» **Directions**
A verbatim copy of the lines from the one with "of the denim" through the final line below is required; print it and nothing else.
---- Data
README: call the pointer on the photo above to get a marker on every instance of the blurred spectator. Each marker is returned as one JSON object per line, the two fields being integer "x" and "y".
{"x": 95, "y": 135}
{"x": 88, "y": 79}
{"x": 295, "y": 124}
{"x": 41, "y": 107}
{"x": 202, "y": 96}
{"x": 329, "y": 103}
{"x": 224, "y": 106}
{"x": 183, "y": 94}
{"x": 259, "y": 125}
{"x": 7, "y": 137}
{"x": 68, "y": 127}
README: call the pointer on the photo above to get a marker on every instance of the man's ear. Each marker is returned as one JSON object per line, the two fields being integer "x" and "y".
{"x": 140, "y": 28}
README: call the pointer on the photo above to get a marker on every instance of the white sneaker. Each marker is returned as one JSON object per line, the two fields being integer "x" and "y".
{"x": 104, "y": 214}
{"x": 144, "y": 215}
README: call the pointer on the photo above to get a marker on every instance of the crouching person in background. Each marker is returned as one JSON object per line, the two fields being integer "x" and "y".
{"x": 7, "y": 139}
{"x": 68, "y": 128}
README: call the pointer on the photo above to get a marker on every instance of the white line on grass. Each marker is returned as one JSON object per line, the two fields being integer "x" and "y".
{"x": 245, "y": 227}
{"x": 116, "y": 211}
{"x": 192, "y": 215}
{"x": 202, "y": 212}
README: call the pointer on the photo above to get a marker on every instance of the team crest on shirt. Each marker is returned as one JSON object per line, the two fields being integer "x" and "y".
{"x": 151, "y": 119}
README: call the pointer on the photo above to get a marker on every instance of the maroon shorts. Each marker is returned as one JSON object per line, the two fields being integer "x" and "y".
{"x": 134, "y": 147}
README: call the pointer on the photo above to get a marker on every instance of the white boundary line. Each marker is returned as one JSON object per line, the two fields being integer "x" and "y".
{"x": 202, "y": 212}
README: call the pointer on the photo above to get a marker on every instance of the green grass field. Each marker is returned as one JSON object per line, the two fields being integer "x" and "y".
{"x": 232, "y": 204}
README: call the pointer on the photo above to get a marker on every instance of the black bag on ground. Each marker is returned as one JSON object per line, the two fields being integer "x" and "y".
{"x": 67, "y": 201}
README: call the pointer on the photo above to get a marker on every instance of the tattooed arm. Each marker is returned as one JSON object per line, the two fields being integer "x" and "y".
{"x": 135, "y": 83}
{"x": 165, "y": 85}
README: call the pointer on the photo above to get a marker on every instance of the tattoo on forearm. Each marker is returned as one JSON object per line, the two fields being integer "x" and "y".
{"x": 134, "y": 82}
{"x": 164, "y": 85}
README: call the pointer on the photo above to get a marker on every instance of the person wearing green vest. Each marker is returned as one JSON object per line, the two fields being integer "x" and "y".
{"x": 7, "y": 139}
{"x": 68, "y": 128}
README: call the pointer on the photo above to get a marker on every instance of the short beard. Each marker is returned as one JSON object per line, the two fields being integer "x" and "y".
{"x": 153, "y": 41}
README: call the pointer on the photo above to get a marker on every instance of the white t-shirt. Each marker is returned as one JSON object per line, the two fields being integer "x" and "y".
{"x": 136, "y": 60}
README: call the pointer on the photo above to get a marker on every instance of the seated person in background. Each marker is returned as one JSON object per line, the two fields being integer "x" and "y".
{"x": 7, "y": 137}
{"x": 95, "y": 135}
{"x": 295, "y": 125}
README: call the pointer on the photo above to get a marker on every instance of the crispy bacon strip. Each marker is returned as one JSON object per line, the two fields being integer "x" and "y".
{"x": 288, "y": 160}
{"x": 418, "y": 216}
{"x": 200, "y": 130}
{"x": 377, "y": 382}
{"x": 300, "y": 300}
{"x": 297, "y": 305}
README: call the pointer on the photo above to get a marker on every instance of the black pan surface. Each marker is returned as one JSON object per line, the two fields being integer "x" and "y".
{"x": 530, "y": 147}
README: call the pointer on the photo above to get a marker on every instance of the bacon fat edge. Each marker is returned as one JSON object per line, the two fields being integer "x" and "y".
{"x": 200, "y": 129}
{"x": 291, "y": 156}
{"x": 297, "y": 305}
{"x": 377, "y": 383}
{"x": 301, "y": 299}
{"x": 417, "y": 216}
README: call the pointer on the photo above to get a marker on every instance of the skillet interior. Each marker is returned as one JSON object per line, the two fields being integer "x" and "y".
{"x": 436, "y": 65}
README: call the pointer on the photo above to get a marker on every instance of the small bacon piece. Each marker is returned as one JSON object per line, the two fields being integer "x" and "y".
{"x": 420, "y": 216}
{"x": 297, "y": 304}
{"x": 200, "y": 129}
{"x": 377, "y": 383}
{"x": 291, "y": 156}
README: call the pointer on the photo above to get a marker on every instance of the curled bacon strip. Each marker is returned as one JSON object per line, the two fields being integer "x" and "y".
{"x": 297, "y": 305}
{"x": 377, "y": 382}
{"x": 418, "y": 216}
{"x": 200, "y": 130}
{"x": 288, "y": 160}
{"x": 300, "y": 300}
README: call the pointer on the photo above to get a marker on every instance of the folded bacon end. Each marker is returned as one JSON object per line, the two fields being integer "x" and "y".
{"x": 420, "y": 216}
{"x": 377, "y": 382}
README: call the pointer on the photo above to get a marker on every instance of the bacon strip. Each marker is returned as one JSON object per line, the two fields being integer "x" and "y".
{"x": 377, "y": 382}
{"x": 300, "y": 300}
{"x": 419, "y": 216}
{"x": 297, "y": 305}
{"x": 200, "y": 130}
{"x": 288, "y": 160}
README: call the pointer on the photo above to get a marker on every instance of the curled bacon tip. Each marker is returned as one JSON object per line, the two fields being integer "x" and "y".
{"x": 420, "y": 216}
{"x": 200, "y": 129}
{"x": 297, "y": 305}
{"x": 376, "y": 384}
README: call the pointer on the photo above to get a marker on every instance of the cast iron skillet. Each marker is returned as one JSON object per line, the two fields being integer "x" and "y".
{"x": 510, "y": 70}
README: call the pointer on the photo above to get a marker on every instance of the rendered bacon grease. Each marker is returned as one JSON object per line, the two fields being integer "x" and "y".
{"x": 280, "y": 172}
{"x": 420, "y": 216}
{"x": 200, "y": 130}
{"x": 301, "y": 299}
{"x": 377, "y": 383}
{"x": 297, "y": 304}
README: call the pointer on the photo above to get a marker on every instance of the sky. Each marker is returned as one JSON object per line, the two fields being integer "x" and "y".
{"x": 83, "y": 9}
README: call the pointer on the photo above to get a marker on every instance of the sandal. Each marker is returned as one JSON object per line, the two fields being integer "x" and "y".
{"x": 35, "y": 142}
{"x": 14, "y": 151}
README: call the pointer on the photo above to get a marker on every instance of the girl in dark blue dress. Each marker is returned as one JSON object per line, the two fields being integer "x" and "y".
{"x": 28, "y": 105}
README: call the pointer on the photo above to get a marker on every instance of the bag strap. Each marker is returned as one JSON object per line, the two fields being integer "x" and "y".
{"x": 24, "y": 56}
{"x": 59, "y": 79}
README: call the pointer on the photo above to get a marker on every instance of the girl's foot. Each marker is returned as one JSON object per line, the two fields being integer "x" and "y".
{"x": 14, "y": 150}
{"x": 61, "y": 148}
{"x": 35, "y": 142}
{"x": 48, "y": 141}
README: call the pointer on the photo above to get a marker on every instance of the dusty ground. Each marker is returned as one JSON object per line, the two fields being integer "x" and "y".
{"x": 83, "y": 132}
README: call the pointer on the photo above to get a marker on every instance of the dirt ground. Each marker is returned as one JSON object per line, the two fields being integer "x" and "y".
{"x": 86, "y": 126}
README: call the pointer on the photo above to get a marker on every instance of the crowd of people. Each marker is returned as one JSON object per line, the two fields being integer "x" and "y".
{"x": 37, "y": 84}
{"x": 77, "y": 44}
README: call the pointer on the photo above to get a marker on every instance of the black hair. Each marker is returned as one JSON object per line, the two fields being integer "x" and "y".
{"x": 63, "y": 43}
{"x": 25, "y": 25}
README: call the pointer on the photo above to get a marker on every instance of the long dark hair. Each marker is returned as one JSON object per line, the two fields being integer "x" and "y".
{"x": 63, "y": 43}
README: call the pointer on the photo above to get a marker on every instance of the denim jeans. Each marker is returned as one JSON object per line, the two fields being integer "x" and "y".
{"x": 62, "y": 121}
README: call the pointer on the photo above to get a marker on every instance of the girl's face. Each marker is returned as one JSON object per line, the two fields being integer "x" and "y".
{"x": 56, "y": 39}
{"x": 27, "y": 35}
--------
» **Solution to the problem**
README: call the pointer on the photo above to get a marker on every instance of the denim jeans. Each marker is returned as one JSON object per line, the two fields being integer "x" and "y".
{"x": 62, "y": 121}
README: call the pointer on the photo above to get a marker on every instance of the girl's face. Each marker is returned as one JSON object per line, the two fields being integer "x" and "y".
{"x": 56, "y": 39}
{"x": 27, "y": 35}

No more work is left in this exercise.